> _What is asked_
In the bug report on the race condition, what author did all the inserted revisions share?

> _Passage given_
+ + +
Page MenuHomeSoftware Heritage

Race condition on person insertion in pgsql storage
Closed, MigratedEdits Locked

Description

While running a parallel script that inserts lots of revisions with the same author (\x, ie. the empty string) in an empty db, I got this error:

Traceback (most recent call last):
  File "./scripts/cassandra-bench-tools.py", line 264, in <module>
    cli(auto_envvar_prefix='SWH_BENCH')
  File "/home/vlorentz/.local/lib/python3.5/site-packages/click/core.py", line 764, in __call__
    return self.main(*args, **kwargs)
  File "/home/vlorentz/.local/lib/python3.5/site-packages/click/core.py", line 717, in main
    rv = self.invoke(ctx)
  File "/home/vlorentz/.local/lib/python3.5/site-packages/click/core.py", line 1137, in invoke
    return _process_result(sub_ctx.command.invoke(sub_ctx))
  File "/home/vlorentz/.local/lib/python3.5/site-packages/click/core.py", line 1137, in invoke
    return _process_result(sub_ctx.command.invoke(sub_ctx))
  File "/home/vlorentz/.local/lib/python3.5/site-packages/click/core.py", line 956, in invoke
    return ctx.invoke(self.callback, **ctx.params)
+ + +
> _Recorded information_

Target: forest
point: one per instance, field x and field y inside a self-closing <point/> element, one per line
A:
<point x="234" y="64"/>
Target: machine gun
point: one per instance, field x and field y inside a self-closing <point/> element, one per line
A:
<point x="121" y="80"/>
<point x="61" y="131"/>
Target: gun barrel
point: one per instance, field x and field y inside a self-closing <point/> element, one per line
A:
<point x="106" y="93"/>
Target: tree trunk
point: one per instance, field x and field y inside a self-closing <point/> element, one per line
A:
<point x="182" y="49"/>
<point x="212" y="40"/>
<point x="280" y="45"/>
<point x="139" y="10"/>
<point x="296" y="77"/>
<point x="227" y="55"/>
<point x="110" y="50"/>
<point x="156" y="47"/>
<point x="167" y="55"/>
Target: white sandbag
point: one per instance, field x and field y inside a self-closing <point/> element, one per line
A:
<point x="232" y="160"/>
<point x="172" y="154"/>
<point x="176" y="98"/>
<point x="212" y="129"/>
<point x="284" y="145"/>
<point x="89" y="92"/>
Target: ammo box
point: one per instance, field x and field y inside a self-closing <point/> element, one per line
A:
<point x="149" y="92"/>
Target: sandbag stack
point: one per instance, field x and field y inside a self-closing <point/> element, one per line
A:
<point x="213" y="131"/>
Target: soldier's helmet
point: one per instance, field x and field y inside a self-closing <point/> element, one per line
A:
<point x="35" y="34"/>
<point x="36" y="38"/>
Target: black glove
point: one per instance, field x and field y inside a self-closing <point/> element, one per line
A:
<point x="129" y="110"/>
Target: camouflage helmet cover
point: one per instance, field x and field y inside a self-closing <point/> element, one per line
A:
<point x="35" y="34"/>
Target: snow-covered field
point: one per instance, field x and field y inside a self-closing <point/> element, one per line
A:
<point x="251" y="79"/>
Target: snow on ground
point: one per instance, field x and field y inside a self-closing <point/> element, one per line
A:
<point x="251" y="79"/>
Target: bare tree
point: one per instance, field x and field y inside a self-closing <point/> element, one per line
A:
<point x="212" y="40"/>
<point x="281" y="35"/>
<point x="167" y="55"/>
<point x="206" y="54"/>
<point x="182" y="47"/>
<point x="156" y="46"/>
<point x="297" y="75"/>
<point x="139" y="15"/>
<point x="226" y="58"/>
+ + +
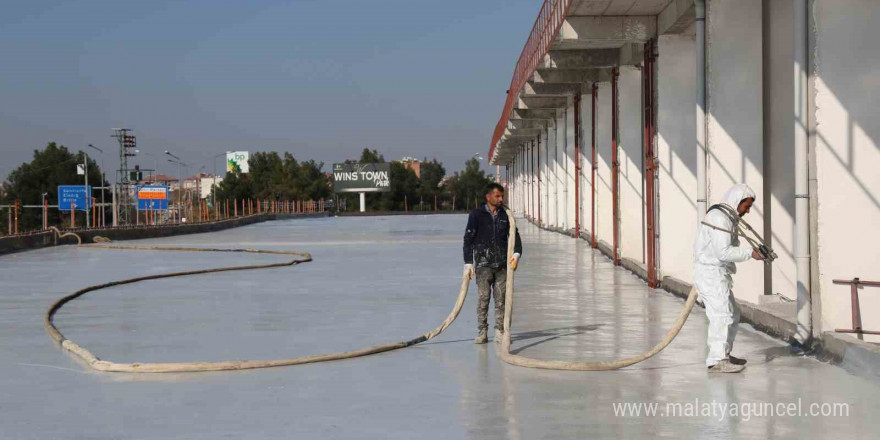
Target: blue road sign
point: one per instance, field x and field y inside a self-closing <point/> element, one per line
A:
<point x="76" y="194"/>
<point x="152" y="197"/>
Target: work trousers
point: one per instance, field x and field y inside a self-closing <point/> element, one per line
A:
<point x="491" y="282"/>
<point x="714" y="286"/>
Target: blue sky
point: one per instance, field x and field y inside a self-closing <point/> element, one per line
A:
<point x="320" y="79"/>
+ + +
> _Output below_
The empty string (\x).